→ **WRITTEN EXERCISE**
Count the lines in the rows below that contain the word "sandal" and give only that number.

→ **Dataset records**
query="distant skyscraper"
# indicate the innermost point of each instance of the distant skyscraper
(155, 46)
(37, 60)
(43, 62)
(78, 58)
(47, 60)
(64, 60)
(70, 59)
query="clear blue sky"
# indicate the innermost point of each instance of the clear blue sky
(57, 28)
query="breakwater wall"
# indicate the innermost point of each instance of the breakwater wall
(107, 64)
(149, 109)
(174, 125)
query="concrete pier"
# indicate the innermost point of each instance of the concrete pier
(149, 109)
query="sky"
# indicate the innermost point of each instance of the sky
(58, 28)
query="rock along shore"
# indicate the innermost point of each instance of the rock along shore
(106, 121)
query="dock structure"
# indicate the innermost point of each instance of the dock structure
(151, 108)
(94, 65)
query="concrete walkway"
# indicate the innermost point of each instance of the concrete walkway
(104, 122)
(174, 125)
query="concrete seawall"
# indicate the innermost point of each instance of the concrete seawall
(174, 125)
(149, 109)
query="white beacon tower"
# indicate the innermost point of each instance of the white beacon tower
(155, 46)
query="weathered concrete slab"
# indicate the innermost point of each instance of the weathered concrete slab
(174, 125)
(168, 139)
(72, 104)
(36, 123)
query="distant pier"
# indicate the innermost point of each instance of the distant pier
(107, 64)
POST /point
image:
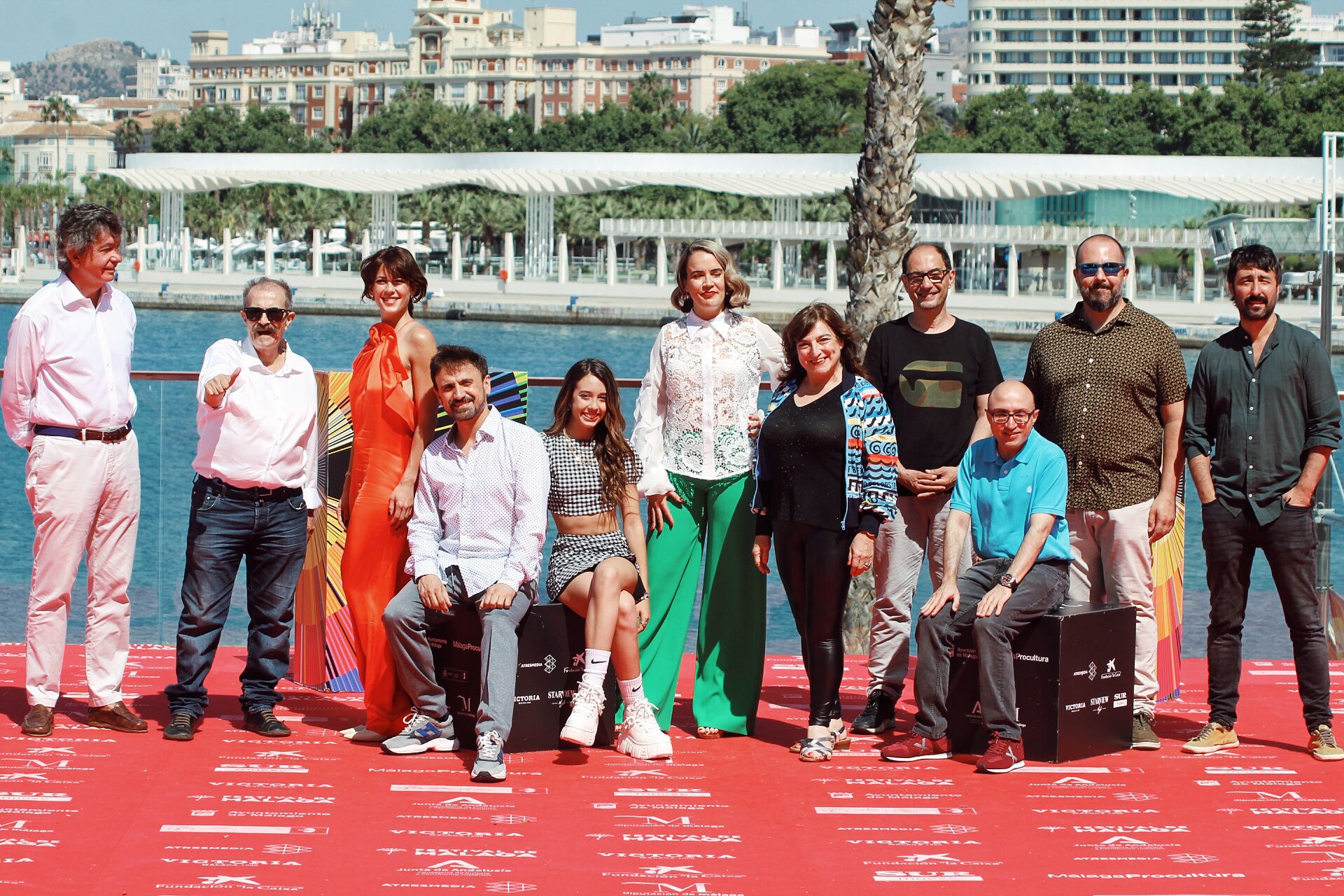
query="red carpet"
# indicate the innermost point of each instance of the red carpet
(94, 812)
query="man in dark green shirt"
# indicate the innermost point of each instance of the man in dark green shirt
(1261, 422)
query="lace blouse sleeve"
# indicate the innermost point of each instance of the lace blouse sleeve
(650, 415)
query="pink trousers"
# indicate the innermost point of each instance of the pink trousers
(85, 498)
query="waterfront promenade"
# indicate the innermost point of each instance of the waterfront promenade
(626, 304)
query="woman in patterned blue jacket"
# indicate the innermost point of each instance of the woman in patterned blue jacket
(825, 479)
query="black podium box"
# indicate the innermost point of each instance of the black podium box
(1075, 680)
(550, 664)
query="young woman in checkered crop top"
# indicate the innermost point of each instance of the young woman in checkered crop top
(598, 561)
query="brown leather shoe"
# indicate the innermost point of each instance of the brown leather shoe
(38, 722)
(118, 718)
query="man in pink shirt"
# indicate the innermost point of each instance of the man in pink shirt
(66, 398)
(255, 498)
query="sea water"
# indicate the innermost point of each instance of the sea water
(168, 340)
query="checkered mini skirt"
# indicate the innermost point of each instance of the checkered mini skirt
(573, 555)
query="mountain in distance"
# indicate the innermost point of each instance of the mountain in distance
(100, 67)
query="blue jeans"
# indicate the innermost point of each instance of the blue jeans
(273, 538)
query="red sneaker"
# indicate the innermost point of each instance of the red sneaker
(1002, 755)
(916, 747)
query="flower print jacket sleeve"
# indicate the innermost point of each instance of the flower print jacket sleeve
(879, 454)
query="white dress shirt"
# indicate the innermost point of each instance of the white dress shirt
(67, 362)
(486, 511)
(264, 434)
(704, 383)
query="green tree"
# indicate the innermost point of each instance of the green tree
(122, 199)
(793, 109)
(55, 111)
(426, 207)
(882, 198)
(420, 124)
(358, 213)
(1272, 51)
(220, 130)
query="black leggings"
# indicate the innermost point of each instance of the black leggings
(815, 567)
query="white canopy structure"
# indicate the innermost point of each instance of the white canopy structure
(784, 178)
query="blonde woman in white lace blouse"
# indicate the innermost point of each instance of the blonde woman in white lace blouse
(691, 435)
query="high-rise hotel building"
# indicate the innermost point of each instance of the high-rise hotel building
(1047, 45)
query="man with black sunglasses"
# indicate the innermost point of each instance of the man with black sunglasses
(936, 372)
(255, 496)
(1110, 386)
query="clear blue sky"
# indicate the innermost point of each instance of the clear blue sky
(167, 23)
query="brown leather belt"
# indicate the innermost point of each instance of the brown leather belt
(84, 434)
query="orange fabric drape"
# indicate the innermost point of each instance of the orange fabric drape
(372, 567)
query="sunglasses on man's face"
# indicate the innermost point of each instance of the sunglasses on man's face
(1091, 269)
(273, 315)
(917, 277)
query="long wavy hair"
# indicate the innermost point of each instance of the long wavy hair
(803, 323)
(736, 289)
(609, 444)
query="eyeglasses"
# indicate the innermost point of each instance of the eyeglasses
(273, 315)
(1110, 269)
(934, 276)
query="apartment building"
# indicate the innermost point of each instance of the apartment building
(11, 90)
(307, 70)
(1046, 45)
(162, 78)
(43, 152)
(473, 57)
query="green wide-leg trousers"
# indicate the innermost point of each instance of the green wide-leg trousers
(714, 522)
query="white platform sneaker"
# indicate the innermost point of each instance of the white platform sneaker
(640, 735)
(581, 727)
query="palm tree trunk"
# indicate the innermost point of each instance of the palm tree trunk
(882, 200)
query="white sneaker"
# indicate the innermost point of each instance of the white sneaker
(640, 735)
(362, 735)
(581, 727)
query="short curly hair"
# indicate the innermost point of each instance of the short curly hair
(736, 289)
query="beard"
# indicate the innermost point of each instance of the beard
(1102, 298)
(1256, 315)
(468, 410)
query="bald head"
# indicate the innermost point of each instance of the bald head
(1012, 396)
(1100, 248)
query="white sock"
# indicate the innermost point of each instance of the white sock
(594, 666)
(632, 691)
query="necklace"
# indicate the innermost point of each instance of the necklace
(581, 450)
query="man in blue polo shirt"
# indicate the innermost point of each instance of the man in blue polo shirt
(1011, 495)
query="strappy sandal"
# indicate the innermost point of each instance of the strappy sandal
(841, 741)
(816, 748)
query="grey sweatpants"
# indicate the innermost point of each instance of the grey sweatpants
(407, 622)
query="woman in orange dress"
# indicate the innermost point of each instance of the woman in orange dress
(393, 412)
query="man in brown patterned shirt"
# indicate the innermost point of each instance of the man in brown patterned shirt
(1110, 386)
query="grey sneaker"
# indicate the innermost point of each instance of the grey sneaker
(1144, 736)
(488, 767)
(421, 735)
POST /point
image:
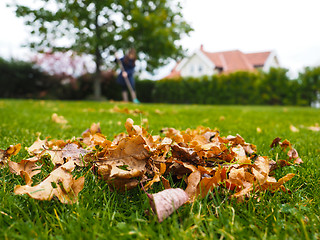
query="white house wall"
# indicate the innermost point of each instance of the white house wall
(272, 61)
(196, 67)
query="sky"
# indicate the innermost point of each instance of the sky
(288, 27)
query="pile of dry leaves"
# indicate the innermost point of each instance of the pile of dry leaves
(200, 157)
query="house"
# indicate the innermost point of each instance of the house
(202, 63)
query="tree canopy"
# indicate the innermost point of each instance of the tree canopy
(101, 27)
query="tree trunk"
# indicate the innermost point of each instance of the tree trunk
(97, 78)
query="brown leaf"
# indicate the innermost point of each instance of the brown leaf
(26, 169)
(315, 128)
(128, 160)
(59, 183)
(293, 128)
(38, 146)
(275, 142)
(6, 154)
(71, 152)
(58, 119)
(193, 183)
(164, 203)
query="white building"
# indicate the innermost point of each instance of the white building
(202, 63)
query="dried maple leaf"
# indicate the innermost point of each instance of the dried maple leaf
(6, 154)
(38, 146)
(26, 169)
(71, 152)
(59, 119)
(59, 183)
(315, 128)
(293, 128)
(127, 160)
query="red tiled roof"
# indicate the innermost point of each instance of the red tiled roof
(230, 61)
(258, 59)
(174, 72)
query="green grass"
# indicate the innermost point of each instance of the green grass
(102, 214)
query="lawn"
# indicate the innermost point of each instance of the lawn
(103, 214)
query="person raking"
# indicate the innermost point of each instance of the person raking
(126, 79)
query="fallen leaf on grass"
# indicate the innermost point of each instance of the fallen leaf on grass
(60, 183)
(201, 157)
(6, 154)
(26, 169)
(59, 119)
(293, 128)
(315, 128)
(134, 112)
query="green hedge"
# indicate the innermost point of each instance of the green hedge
(23, 80)
(254, 88)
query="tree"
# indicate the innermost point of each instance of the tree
(101, 27)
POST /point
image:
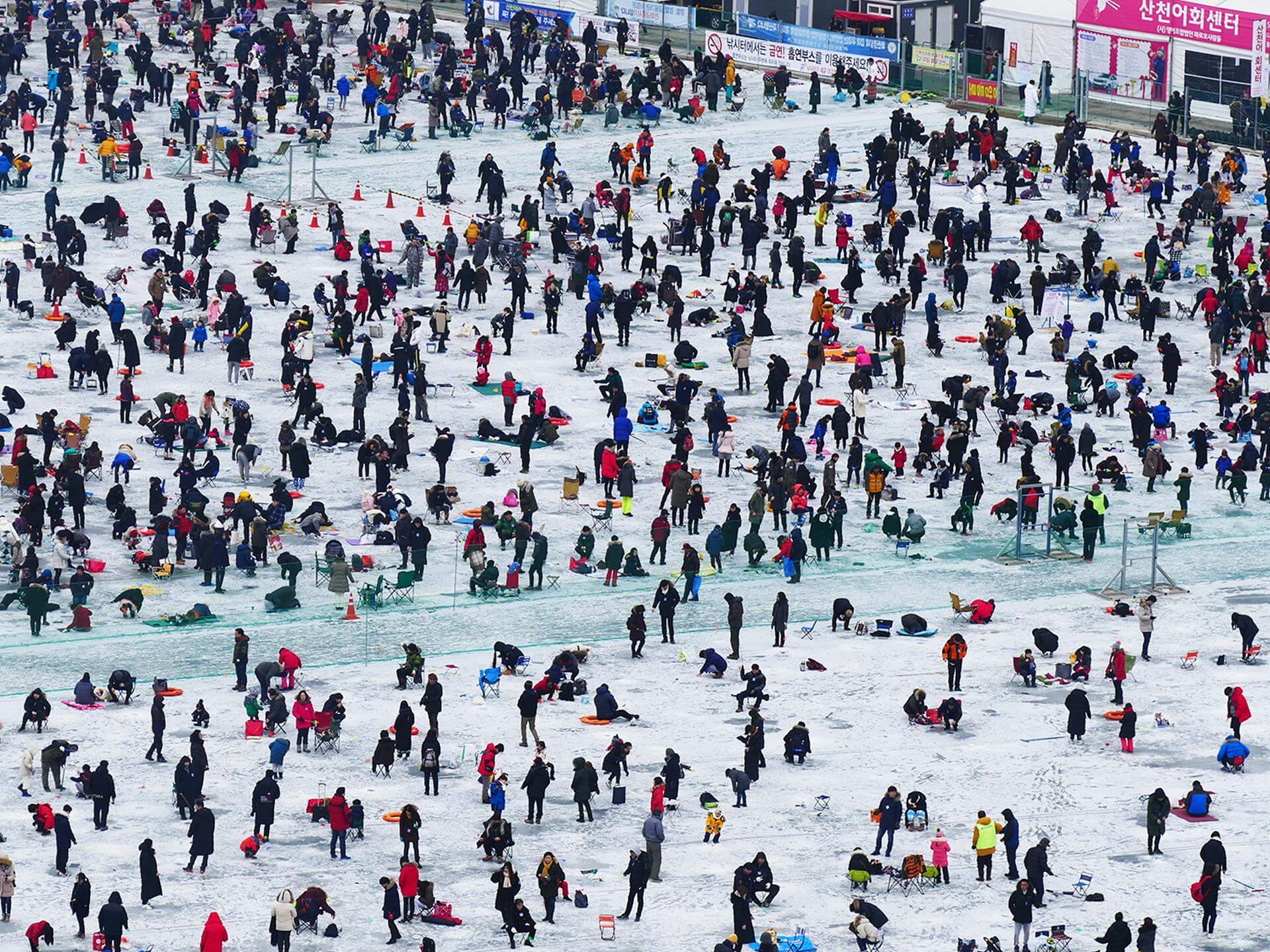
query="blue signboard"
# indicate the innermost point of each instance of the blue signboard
(849, 44)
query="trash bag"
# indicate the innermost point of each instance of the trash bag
(912, 622)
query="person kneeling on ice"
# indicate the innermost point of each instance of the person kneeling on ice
(798, 743)
(1232, 754)
(981, 611)
(951, 713)
(713, 663)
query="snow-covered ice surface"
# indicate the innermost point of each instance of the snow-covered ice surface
(1083, 797)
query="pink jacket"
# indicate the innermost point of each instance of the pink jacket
(940, 853)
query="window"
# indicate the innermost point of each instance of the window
(1217, 79)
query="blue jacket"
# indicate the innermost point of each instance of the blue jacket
(622, 426)
(714, 662)
(278, 749)
(1231, 749)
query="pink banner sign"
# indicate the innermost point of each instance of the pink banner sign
(1171, 18)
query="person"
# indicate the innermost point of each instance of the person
(392, 908)
(112, 920)
(636, 873)
(890, 811)
(1037, 866)
(1159, 808)
(1021, 903)
(984, 842)
(1118, 937)
(1213, 855)
(202, 837)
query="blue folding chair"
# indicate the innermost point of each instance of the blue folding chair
(488, 682)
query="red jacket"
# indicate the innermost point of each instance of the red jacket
(408, 880)
(338, 811)
(214, 935)
(486, 768)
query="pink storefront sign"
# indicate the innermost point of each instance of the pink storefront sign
(1171, 18)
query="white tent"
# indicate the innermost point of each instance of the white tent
(1040, 32)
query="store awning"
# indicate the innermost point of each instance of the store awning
(861, 17)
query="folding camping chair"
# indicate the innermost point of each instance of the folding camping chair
(325, 733)
(607, 928)
(488, 682)
(1056, 938)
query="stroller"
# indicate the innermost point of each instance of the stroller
(916, 816)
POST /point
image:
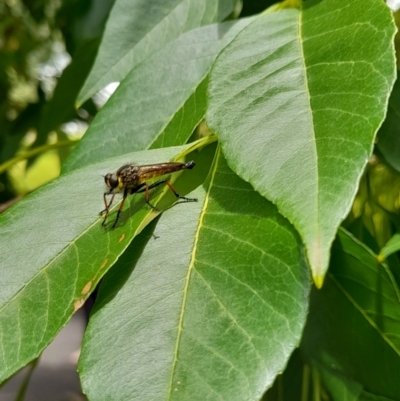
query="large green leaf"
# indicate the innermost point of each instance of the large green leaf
(212, 309)
(137, 29)
(389, 134)
(354, 321)
(296, 100)
(161, 101)
(54, 251)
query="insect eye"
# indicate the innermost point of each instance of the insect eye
(111, 180)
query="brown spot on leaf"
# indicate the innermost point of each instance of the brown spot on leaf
(87, 288)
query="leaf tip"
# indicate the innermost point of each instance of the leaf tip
(318, 258)
(318, 281)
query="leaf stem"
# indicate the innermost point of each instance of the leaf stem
(33, 152)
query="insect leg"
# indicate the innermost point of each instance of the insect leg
(107, 205)
(156, 184)
(126, 192)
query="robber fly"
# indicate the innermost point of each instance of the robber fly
(130, 179)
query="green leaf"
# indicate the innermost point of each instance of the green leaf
(54, 251)
(389, 134)
(340, 387)
(211, 309)
(160, 102)
(392, 246)
(354, 320)
(296, 100)
(137, 29)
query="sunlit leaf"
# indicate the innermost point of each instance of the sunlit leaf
(137, 29)
(54, 251)
(357, 313)
(160, 102)
(209, 307)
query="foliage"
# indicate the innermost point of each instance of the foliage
(214, 300)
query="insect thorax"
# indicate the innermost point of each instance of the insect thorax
(128, 175)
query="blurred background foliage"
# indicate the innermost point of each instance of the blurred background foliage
(47, 48)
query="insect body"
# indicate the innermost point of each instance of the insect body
(130, 179)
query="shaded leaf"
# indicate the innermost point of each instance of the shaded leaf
(296, 100)
(389, 134)
(392, 246)
(212, 309)
(357, 313)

→ **IN RESPONSE**
2